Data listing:
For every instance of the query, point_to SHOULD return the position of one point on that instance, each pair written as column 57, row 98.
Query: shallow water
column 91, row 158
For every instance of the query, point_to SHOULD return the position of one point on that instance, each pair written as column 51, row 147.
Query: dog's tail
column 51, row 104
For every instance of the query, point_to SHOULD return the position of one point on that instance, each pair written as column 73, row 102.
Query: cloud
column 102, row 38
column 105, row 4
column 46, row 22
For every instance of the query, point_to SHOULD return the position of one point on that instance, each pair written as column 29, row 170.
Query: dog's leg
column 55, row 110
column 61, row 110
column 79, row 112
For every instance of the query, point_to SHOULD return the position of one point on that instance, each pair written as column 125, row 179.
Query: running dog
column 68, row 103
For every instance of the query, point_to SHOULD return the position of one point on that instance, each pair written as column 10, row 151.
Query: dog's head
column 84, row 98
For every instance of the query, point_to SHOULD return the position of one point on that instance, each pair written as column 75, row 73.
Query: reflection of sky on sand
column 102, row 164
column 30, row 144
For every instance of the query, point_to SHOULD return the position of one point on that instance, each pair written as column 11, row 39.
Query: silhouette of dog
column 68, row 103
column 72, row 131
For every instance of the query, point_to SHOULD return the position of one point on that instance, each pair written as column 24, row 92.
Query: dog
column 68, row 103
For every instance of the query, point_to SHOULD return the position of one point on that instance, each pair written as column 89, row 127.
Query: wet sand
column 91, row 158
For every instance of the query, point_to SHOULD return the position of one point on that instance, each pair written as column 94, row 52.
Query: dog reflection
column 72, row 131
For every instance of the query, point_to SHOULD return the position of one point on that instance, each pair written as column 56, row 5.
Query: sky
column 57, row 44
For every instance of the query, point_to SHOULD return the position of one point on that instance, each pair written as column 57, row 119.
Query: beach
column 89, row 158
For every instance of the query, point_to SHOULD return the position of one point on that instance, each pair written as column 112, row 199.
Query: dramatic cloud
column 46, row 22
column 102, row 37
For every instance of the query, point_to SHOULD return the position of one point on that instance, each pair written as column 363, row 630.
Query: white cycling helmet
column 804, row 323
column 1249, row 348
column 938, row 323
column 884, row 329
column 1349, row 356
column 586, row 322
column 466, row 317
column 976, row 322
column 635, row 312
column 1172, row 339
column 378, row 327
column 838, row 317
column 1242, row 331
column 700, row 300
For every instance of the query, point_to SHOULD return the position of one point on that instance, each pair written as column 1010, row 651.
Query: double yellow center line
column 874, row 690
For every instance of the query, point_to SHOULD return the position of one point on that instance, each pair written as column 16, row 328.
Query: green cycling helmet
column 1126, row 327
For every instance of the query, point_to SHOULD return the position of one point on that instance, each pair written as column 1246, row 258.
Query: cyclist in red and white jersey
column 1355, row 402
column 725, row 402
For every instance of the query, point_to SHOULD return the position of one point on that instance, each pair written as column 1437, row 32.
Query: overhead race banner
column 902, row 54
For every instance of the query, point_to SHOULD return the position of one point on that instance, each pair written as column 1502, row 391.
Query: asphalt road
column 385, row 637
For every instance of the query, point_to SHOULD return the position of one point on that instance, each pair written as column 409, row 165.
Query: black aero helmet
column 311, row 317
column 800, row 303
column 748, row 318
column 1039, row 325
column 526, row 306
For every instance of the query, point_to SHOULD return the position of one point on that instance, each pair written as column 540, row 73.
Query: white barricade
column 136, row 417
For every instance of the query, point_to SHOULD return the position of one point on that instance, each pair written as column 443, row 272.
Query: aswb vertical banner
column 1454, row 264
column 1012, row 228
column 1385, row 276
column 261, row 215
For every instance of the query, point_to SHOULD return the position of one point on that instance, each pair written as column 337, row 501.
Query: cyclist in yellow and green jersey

▶ [GOAL]:
Quote exactly what appears from the line containing "540, row 73." through the final line of the listing above, including both of those lines.

▶ [WORKED ANSWER]:
For every instance of the query, point_to SHOULD return the position of one point on that instance, each pair written as column 540, row 73.
Query: white barricade
column 136, row 417
For every instance of the query, point_to SHOULD return the position of one point on that instance, each pair written as column 443, row 272.
Query: aswb vertical banner
column 1454, row 264
column 1012, row 228
column 1385, row 276
column 261, row 215
For every instance of the query, point_to SHOULD return the position of one point on that instance, each pair written as column 337, row 501.
Query: cyclist in yellow and green jersey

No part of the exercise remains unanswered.